--- Begin Dataset excerpts ---

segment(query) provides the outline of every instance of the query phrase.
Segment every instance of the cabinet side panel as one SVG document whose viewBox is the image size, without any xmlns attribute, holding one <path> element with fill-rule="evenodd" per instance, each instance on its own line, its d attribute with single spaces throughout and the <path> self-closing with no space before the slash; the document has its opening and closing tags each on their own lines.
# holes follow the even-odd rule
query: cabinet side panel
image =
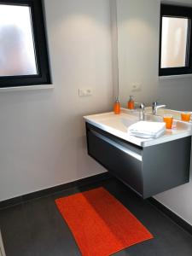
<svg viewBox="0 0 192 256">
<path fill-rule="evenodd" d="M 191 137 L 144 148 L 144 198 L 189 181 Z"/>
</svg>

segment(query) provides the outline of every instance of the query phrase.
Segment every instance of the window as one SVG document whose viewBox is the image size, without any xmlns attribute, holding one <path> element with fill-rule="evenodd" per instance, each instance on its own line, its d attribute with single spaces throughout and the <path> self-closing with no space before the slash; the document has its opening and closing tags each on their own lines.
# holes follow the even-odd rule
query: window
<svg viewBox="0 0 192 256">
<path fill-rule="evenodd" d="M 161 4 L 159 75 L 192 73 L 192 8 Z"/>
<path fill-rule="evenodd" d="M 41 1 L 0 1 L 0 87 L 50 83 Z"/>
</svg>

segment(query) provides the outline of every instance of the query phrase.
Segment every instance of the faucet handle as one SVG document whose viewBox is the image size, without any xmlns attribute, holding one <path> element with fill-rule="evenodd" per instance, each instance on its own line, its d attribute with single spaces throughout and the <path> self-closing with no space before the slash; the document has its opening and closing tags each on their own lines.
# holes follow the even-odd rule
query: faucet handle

--- End Dataset excerpts ---

Exactly reproduce the entries above, minus the pictures.

segment(query) provides the outline of every instance of the query phrase.
Segment every instance of the cabinet side panel as one SVG document whose viewBox is the image size, without any xmlns attribute, holding one <path> element with fill-rule="evenodd" per instance, each instance on its own line, its d attribute with single spaces throughout and the <path> self-closing with no space before the slash; the document has its opening and closing tags each on their own lines.
# holes follow the even-odd rule
query: cabinet side panel
image =
<svg viewBox="0 0 192 256">
<path fill-rule="evenodd" d="M 191 137 L 144 148 L 144 198 L 189 181 Z"/>
</svg>

segment(query) provides the outline of every instance of the query phrase.
Segment every instance of the window as one SVG document whose viewBox is the image size, without any xmlns attribute, holding one <path> element with fill-rule="evenodd" per instance, each instance on its own line, its d attribute with single spaces throughout and the <path> self-closing with no space before the slash; the document has its opening and closing tags each on their own lines.
# holes follow the even-odd rule
query: window
<svg viewBox="0 0 192 256">
<path fill-rule="evenodd" d="M 161 4 L 159 75 L 192 73 L 192 8 Z"/>
<path fill-rule="evenodd" d="M 41 1 L 0 1 L 0 87 L 50 83 Z"/>
</svg>

segment(query) provides the outline of every instance of the query phrase.
Segment every instance of the faucet handle as one SVG document whose viewBox is the image size, without any xmlns attribute, holding one <path> element with fill-rule="evenodd" per instance, each instance on its own line, its d attribute with single spaces throughout and the <path> self-closing with no space before the slash; the document has its opening and closing tags each on their own lines.
# holes follow the even-odd rule
query: faucet handle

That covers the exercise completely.